> _Source passage_:
-.-.-
Pramod Patwari: So, Sanjay I think 1,800 crore litres is the overall capacity in my mind. And in any case, it is not possible to operate the capacities as 100%. There are some periods on which the plant needs to be shut down for normal upkeep, repairs, and maintenance. Even if you assume that 80% is the effective capacity utilization, that means around 1,400 crore litres, 1,450 odd crore litres of production capacity. So, that is currently taking care of the ethanol requirement as well as the other segment requirement. On the other part of your question regarding the profitability, we have always said that it needs to be evaluated at a corporate level because transfer pricing can change. So, it will not be possible for us to give product-wise margins in the distillery.
-.-.-
[Coordinate annotation records]
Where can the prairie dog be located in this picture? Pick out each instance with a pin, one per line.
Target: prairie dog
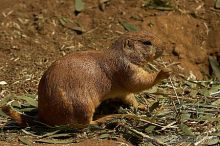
(74, 86)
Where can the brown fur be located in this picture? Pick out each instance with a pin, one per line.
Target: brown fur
(75, 85)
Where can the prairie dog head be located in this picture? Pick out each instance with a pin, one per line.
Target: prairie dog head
(139, 48)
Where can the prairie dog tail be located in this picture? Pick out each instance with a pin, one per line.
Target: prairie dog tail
(19, 118)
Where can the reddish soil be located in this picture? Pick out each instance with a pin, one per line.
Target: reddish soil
(32, 35)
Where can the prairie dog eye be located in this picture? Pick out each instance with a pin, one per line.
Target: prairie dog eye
(148, 43)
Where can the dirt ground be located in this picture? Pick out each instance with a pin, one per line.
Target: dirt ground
(32, 35)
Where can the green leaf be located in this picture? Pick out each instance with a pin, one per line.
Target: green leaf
(56, 141)
(154, 106)
(129, 27)
(216, 103)
(79, 5)
(215, 66)
(204, 92)
(213, 141)
(150, 129)
(25, 141)
(2, 114)
(152, 90)
(104, 136)
(186, 130)
(193, 93)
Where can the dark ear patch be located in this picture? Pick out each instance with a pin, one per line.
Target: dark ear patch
(148, 43)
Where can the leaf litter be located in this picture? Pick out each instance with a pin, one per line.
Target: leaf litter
-.-.-
> _Task to carry out_:
Carry on the ethanol capacity transcript from the point where it stops. The records are a separate set of material from the ethanol capacity transcript.

> _Exercise output_:
Vivek Saraogi: Let me explain. The problem is in the grain side. So, if mills have not got full order, like what we bid, we have got our entire capacity order; we are full. What we did not get is our maize. So, I am just clarifying. We bid for, let us say, 5 crore maize, we got 3 crore. So, maize has been underutilized, maize has got 60%. So, maize gang has been deprived by 40%. That side of the capacity is overburdened, and that is the excess part. Where millers in sugar did not get the order, probably is they did not bid for Q3, Q4. And there may be a second tender coming, whereby I am hoping some more orders should come to the sugar sector. Balrampur is full, two others maybe. So, that may help some further diversion down the line. And we are dialoguing, and that is the point I think you were making, that sugar sector should have some reservation. So, if Government used to take 1,050 crore a year, and the E22 mandate takes a couple of years to come, in the interim 450 crore, which is at least 45% to 50%, should be allotted to the sugar sector and should be a kind of half-half split between the two sectors. Because this sector, see, if diversion was higher, probably you would not have needed exports. If you did not need exports, you are not sort of uneasy as to what will happen to the surplus. There would be no surplus. So, with the farmer agitation and with the reality on the ground, I think Government is slowly understanding this. Thereby, I remain hopeful of, one, some revision in ethanol price. My word is I remain hopeful. And two is we also remain hopeful of going ahead in times to come, getting a much larger portion of the pie for the sugar side. Clear. Have I explained myself well?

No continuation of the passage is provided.